TEXT PROVIDED:
►
Scope of Sarbanes-Oxley Corporate Whistleblower Protection
The whistleblower protection provision of SOX protects:
- employees, officers, and agents of publicly traded companies (companies issuing securities registered under section 12 of the Securities Exchange Act of 1934 or required to file reports under section 15(d) of the Securities Exchange Act of 1934);
- employees of any subsidiary or affiliate of a publicly-traded company whose financial information is included in the consolidated financial statements of such company;
- employees of contractors or subcontractors of public companies, including the attorneys and accountants who prepare public companies’ SEC filings;[i] and
- employees of nationally recognized statistical rating organizations (as defined in section 3(a) of the Securities Exchange Act of 1934 (15 U.S.C. 78c).
Employees not protected by SOX may have a remedy under other whistleblower protection laws.
◄
PROBLEM SET:
• a. Answer these about the text on SOX whistleblower protection:
(i) Which section of the Securities Exchange Act of 1934 defines nationally recognized statistical rating organizations?
(ii) Which two kinds of professionals who prepare public companies' SEC filings are named as protected?
(iii) What might employees not protected by SOX still have?
• b. Can you repeat, word for word, the stretch from "Scope of Sarbanes-Oxley" through "(15 U.S.C. 78c)." in the text on SOX whistleblower protection?

DATA EXTRACTS:
►
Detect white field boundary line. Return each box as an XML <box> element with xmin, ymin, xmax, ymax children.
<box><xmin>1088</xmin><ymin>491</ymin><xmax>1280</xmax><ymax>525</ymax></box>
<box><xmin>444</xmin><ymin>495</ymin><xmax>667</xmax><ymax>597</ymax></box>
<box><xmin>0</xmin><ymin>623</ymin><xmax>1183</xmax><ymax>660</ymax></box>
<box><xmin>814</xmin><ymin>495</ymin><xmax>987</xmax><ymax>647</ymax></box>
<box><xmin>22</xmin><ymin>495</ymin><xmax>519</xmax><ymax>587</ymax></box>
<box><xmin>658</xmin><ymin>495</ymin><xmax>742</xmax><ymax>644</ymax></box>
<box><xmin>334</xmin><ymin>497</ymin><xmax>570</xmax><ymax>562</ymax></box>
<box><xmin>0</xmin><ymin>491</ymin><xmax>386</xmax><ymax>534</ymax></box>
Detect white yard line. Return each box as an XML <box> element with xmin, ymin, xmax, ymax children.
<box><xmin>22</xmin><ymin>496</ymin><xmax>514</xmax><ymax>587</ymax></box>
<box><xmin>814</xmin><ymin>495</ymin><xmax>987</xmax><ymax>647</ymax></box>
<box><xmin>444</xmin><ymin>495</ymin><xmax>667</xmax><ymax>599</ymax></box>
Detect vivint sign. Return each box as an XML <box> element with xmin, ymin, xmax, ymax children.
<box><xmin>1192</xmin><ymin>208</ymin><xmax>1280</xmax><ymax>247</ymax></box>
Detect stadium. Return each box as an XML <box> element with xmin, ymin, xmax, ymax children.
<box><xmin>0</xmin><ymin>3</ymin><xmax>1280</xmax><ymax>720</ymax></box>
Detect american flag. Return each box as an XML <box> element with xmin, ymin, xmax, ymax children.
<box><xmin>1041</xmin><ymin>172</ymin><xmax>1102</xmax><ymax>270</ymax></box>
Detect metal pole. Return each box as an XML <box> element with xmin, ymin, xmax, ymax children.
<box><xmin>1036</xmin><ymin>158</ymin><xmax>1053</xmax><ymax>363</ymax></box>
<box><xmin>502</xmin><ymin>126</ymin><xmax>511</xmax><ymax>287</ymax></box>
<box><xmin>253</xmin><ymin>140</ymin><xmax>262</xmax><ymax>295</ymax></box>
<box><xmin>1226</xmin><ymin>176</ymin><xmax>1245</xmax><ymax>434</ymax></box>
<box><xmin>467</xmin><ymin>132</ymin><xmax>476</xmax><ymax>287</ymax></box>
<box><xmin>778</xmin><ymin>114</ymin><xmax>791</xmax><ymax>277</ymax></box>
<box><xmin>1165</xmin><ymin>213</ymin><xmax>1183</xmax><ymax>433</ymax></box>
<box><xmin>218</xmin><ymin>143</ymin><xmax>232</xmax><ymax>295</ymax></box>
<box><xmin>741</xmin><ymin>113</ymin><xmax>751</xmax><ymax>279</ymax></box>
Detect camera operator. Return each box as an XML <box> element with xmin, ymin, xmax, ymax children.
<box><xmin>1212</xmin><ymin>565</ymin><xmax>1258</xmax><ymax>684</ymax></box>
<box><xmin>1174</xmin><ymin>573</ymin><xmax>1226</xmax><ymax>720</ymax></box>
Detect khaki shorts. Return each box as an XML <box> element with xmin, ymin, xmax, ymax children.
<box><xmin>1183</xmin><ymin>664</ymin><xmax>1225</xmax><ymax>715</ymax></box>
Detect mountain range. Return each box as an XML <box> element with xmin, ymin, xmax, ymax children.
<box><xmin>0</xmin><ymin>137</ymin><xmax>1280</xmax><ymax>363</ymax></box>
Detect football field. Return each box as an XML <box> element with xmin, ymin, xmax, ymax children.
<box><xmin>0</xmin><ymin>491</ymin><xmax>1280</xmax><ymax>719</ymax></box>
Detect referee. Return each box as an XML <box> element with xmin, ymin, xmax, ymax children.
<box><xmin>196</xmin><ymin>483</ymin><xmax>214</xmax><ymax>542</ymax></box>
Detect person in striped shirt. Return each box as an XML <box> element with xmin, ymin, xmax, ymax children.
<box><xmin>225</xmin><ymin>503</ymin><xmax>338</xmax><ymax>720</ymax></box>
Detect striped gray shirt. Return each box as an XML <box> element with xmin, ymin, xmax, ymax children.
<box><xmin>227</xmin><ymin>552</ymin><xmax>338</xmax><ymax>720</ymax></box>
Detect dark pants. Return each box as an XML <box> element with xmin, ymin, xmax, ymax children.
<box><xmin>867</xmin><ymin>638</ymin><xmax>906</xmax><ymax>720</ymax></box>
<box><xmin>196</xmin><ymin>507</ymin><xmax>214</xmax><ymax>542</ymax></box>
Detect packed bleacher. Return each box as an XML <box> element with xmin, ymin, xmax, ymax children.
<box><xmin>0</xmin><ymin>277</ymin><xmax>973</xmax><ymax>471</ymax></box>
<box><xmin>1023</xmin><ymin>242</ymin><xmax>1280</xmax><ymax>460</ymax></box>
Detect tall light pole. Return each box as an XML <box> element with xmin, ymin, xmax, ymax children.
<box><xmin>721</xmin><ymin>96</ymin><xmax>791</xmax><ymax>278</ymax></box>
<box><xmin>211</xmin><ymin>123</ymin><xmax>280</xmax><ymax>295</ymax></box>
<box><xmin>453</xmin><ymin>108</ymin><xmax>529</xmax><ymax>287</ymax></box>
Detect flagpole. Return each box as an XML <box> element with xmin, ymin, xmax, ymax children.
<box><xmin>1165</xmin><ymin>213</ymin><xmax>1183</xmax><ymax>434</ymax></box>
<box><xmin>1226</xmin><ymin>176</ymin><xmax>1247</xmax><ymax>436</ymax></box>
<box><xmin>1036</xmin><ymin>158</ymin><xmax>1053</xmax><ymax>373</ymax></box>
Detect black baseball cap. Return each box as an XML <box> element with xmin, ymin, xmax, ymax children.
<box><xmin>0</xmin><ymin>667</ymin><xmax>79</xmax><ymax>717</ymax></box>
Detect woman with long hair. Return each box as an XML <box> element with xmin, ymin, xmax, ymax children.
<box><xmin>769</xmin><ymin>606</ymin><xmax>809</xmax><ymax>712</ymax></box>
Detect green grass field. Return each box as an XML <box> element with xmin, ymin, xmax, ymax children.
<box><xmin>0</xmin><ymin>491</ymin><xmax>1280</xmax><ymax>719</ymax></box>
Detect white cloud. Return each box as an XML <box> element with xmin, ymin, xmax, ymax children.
◄
RESPONSES TO THE EXERCISE:
• a.
(i) Section 3(a) (15 U.S.C. 78c)
(ii) Attorneys and accountants
(iii) A remedy under other whistleblower protection laws

• b.
Scope of Sarbanes-Oxley Corporate Whistleblower Protection
The whistleblower protection provision of SOX protects:
- employees, officers, and agents of publicly traded companies (companies issuing securities registered under section 12 of the Securities Exchange Act of 1934 or required to file reports under section 15(d) of the Securities Exchange Act of 1934);
- employees of any subsidiary or affiliate of a publicly-traded company whose financial information is included in the consolidated financial statements of such company;
- employees of contractors or subcontractors of public companies, including the attorneys and accountants who prepare public companies’ SEC filings;[i] and
- employees of nationally recognized statistical rating organizations (as defined in section 3(a) of the Securities Exchange Act of 1934 (15 U.S.C. 78c).